▸ Exercise requirements: Reproduce every entry word for word.
'''
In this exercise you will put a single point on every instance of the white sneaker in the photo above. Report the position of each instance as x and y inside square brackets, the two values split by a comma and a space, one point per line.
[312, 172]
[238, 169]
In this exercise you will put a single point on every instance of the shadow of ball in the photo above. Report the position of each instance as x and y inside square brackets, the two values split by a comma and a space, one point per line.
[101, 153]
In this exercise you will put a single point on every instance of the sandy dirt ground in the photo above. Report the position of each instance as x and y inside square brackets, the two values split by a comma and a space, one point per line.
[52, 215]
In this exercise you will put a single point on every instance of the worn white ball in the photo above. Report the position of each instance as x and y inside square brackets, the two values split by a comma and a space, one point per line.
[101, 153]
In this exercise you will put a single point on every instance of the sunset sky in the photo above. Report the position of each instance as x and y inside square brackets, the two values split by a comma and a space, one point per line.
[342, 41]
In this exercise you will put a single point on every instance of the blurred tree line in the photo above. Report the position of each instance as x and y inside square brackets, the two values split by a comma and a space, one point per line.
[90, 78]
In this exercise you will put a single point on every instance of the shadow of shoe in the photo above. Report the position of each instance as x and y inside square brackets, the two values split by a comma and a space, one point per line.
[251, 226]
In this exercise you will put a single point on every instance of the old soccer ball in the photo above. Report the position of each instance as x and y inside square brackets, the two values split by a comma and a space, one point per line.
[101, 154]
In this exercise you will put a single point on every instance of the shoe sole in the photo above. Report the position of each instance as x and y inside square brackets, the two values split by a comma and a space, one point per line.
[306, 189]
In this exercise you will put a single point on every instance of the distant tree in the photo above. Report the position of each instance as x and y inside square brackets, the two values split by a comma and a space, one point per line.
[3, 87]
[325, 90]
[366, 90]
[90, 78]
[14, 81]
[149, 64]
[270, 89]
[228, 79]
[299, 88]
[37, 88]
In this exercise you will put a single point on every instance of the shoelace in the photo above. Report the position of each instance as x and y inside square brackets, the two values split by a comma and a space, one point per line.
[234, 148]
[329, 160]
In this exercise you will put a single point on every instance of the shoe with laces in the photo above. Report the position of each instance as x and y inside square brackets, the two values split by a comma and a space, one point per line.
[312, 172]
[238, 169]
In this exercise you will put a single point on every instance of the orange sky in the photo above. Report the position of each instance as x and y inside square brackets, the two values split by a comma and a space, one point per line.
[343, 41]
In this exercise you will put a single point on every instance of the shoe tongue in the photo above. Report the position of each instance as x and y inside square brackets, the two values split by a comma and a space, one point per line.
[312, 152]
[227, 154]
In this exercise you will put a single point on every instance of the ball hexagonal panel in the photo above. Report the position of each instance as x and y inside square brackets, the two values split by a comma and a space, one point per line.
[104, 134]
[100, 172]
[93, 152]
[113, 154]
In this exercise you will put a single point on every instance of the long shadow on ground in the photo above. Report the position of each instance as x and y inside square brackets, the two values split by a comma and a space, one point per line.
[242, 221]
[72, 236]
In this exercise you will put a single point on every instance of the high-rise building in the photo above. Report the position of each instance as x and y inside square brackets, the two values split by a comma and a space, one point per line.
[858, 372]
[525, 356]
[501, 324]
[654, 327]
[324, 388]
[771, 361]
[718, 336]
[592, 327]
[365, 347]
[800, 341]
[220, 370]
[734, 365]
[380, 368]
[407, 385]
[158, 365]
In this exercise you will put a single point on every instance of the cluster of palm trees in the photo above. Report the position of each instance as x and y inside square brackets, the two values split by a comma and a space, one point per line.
'''
▸ Your solution:
In this exercise you will put a single point on every instance of the white sneaker in the photo above. Report the position of each instance as x and y inside square brackets, the two values split by a comma and a space, one point per line.
[312, 172]
[238, 169]
In this exercise you will put a single point on every instance of the shadow of ball in the photo above. Report the position of each instance as x and y inside square brackets, the two values split by a comma and a space, one point per line.
[101, 153]
In this exercise you will put a single point on every instance of the sandy dirt ground in the photo above. Report the position of each instance as x and y inside square brackets, the two values split by a comma and a space, one point per line.
[52, 215]
In this exercise you will put a single point on every instance of the worn white ball in the photo above. Report the position of each instance as x and y inside square brackets, the two values split by a comma and a space, one point per line.
[101, 153]
In this exercise you will put a single point on every instance of the sunset sky in the photo above. Report the position of each instance as x and y inside square brackets, the two values split by a comma and a space, one point per line.
[342, 41]
In this exercise you will put a single point on every instance of the blurred tree line in the photo above. Report the position of each instance as x and y inside square brackets, the two values split by a comma and a space, one point per line.
[90, 78]
In this exercise you will put a single point on every instance of the shadow of shoe in the photo above. Report the position of each instance as x and y inside square brackets, the two values split by a comma and a space, one point per line.
[251, 226]
In this exercise you will put a single point on every instance of the old soccer ball in the photo above. Report the position of each instance as x and y inside square brackets, the two values split by a comma and a space, one point per line.
[101, 154]
In this exercise you will put a single point on every instance of the shoe sole in the photo above. Report the position of each instance as x and y inside square brackets, the two values split by a comma and a space, one point per line.
[306, 189]
In this exercise you will put a single point on every instance of the distant tree in the photo above. Report the position of each instance as x and y inside square brackets, the two values split by a comma and a space, one point per line.
[3, 87]
[325, 90]
[366, 90]
[90, 78]
[14, 81]
[149, 64]
[270, 89]
[228, 79]
[299, 88]
[37, 88]
In this exercise you will put a single point on every instance of the shoelace in the photo above. Report the position of each instance as x and y inside square brackets, the two values split by a comma and a space, one point per line.
[234, 148]
[329, 160]
In this exercise you will put a single point on every instance of the shoe with laces in the photo above. Report the position of each instance as x and y inside square brackets, the two values split by a comma and a space, one point per line.
[312, 172]
[238, 169]
In this exercise you will put a single point on every instance of the orange sky in the photo above. Report the position of each instance as x and y inside square brackets, the two values split by a comma and a space, one point per line.
[343, 41]
In this exercise you will put a single point on every instance of the shoe tongue in the photo above. Report the position of each instance as x and y inside square brackets, the two values split by a comma and a space, one point per line.
[312, 152]
[227, 154]
In this exercise you will put a single point on every instance of the ball hexagonal panel in the photo above. Report the position of each instance as x and y inside square brackets, the two values split by a comma and a space, one point per line.
[104, 134]
[100, 172]
[93, 152]
[113, 154]
In this exercise you will put a single point on every instance of the long shadow on ground in the photo above. Report the position of each instance as x and y inside square brackets, the two values split by a comma and a space, one point per line.
[242, 221]
[72, 236]
In this exercise you will put a single point on every instance of the high-rise building in the photo above. Report the position of each instance as x and y inside square brackets, the two values split by a comma and a space, one point per line.
[858, 372]
[525, 356]
[501, 324]
[654, 327]
[324, 388]
[771, 361]
[718, 336]
[592, 327]
[365, 347]
[800, 341]
[220, 370]
[734, 365]
[380, 368]
[407, 385]
[158, 365]
In this exercise you will put a single point on every instance of the cluster of palm trees in the photo above. Report the position of each instance as x and y inside square brackets, the two values split by a comma and a space, one point per line.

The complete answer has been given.